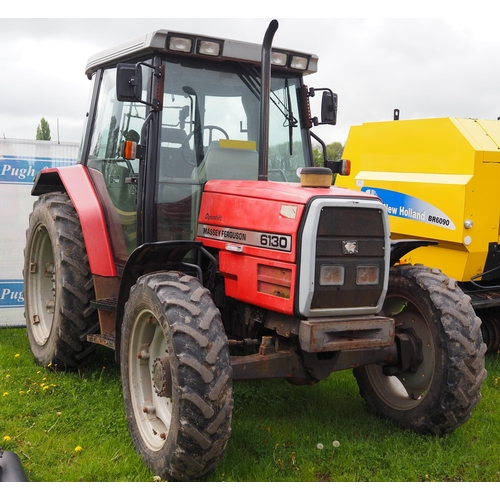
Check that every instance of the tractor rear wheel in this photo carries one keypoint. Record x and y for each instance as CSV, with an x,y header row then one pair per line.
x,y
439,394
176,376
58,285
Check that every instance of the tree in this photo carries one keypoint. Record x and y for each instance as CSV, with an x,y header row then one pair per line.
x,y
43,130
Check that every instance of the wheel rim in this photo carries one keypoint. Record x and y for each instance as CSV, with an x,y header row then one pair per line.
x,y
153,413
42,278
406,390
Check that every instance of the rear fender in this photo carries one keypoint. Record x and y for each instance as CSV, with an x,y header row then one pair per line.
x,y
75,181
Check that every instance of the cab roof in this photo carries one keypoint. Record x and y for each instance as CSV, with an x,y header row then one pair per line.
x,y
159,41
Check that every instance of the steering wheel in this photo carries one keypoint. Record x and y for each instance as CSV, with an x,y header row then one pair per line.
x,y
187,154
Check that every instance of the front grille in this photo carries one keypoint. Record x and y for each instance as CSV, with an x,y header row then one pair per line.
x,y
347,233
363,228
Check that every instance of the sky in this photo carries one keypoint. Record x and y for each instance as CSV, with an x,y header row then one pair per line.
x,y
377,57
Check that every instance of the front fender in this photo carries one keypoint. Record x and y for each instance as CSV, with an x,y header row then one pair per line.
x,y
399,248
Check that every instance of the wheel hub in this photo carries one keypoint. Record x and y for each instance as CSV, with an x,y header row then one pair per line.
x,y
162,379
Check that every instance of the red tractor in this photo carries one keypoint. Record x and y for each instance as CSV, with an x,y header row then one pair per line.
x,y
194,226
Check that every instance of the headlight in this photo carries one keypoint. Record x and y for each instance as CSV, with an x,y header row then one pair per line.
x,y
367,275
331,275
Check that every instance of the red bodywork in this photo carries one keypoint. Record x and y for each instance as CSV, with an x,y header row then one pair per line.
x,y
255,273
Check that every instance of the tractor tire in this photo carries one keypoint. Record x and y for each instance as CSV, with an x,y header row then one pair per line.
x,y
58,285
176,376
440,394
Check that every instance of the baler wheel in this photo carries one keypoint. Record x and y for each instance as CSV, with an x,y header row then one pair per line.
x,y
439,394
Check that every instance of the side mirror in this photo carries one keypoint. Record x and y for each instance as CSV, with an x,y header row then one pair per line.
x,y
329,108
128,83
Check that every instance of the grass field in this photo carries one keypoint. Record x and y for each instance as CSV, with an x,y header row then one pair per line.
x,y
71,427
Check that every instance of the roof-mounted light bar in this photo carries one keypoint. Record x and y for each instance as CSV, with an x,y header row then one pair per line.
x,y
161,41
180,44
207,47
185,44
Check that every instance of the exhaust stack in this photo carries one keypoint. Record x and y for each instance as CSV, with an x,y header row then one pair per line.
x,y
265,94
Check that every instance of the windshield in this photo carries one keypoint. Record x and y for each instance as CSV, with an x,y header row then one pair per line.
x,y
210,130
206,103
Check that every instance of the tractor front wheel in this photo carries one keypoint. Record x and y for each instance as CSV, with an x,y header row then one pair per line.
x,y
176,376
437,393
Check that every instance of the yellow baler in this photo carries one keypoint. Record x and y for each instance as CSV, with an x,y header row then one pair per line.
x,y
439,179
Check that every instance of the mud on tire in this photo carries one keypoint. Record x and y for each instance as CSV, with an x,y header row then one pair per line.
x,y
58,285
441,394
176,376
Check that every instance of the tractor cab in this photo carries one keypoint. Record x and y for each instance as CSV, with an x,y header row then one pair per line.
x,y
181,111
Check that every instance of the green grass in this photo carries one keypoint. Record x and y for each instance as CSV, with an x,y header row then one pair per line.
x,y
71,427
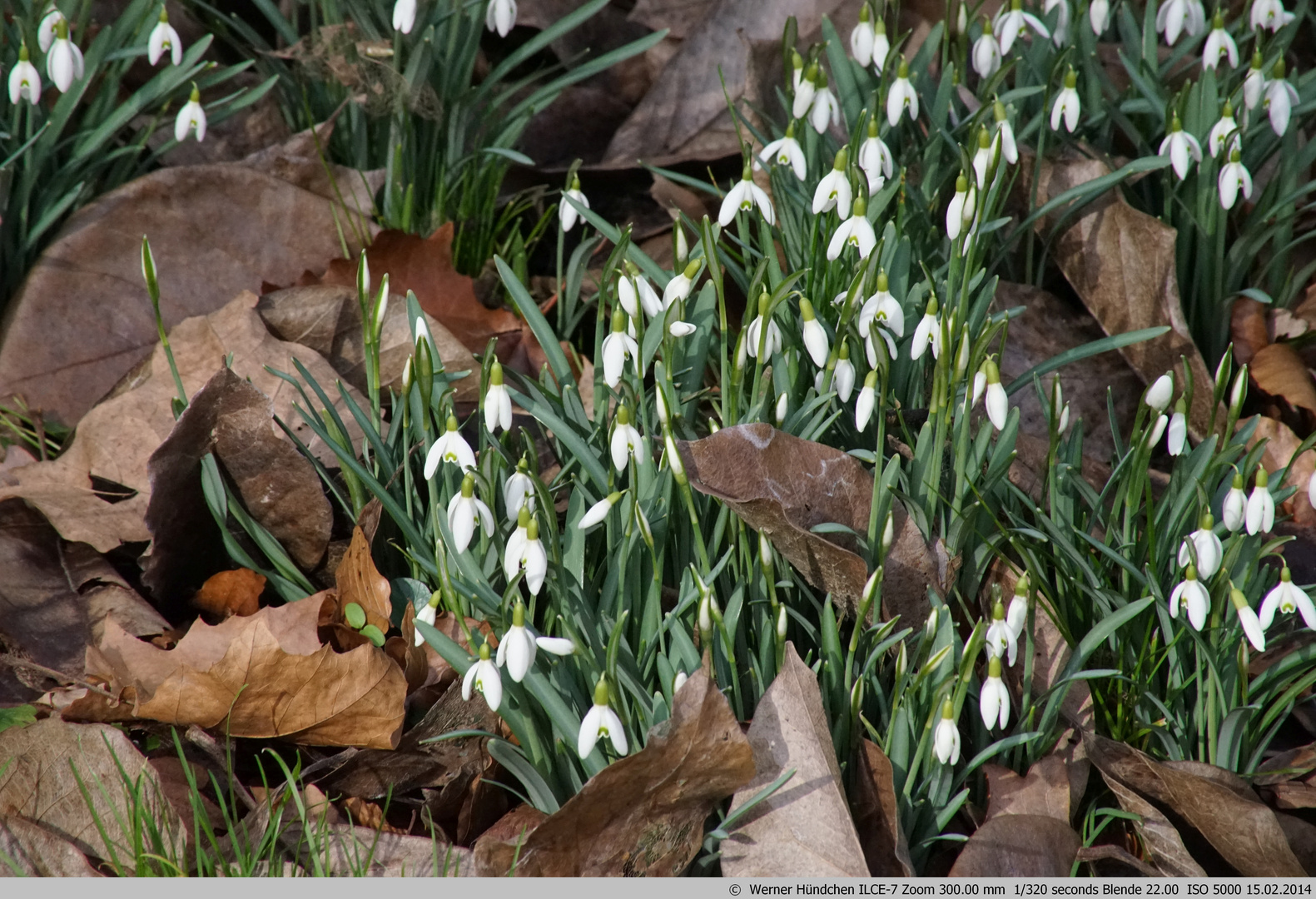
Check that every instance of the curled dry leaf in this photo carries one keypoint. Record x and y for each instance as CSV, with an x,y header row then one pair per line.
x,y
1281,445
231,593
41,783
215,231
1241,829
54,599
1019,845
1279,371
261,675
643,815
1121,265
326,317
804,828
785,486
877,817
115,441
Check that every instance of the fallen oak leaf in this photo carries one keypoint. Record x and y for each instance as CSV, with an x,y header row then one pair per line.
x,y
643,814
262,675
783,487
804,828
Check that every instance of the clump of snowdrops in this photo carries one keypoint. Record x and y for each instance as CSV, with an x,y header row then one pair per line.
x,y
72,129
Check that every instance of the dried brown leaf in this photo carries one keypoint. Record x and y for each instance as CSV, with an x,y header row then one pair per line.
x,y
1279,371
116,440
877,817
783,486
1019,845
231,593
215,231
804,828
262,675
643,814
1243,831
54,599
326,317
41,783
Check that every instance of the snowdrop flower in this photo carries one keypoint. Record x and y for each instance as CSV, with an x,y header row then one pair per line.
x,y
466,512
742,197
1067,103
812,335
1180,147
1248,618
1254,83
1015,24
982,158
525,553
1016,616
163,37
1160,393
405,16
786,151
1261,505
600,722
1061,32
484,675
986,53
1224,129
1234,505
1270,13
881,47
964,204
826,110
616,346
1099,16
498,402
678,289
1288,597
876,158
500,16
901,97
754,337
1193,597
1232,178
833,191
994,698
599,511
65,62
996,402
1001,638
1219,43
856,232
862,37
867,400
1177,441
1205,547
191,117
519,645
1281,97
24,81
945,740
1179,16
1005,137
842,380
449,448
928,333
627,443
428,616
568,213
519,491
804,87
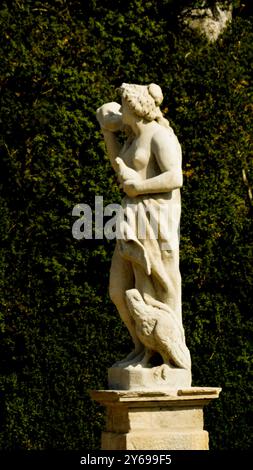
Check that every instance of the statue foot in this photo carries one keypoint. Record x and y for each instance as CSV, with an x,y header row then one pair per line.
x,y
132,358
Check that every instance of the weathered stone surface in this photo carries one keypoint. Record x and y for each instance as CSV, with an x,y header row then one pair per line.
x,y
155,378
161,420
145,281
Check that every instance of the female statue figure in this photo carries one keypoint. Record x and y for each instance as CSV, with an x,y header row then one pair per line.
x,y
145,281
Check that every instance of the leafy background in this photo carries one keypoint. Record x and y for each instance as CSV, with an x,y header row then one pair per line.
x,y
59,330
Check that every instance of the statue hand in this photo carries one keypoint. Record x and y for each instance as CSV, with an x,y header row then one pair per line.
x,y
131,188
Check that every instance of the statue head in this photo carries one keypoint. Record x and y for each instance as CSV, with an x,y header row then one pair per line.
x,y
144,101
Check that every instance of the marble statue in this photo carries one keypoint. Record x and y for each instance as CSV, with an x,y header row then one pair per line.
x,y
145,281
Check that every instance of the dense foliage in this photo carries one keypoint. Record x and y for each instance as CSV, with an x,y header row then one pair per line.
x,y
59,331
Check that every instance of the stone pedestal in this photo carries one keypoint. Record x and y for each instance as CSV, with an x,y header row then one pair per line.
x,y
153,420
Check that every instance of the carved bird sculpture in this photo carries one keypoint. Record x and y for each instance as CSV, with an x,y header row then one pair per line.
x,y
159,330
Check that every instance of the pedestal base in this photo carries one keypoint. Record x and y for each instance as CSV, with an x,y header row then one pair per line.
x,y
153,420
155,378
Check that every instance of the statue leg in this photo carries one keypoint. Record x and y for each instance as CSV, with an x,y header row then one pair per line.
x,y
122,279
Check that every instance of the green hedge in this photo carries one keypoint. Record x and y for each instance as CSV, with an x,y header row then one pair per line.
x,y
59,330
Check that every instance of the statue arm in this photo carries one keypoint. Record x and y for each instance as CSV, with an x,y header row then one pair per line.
★ ★ ★
> Written instruction
Would you give again, word for word, every line from the one with "Check that every instance of the marble" through the final line of the listing above?

> Full response
Check that every instance of the marble statue in this photo carries one keypoint. Record x and y for each instance as CSV, with an x,y header row then one pair per line.
x,y
145,281
Check that every instance of the dense foliage in this photo carries one keypoint. Record x and y for each instance as CSV, with an x,y header row then one pair per line.
x,y
59,331
Check that every instance of the stone pedestal in this photo carries one keypoint. Record x and y for each instance as CSV, with an x,y header row then one pair per line.
x,y
153,420
Check that every instance of the carved bird sculpture in this photo carries one keypoint. Record x and y for each instance as CSV, with an x,y header row then one pair per line.
x,y
159,330
Check that every instance of the pedestal base in this photo carries one keypoint. Record x and y for each instance as CSV, with an x,y header row then one pair per line.
x,y
153,420
155,378
Check that every instance of the statue leg in this photo carries one keypoint. Record x and y for each instance as CSV, with an x,y header row then one pair per line.
x,y
122,279
Check that every instance of the green hedge in this photo carries one keypoint. Record x and y for each instance as CSV, with an x,y header row then one pair per line.
x,y
59,330
Check that every instance of the statue arm in this photo carries one keypoint. Record x and y for each instance as CSV, with an x,y header row then one pair per line.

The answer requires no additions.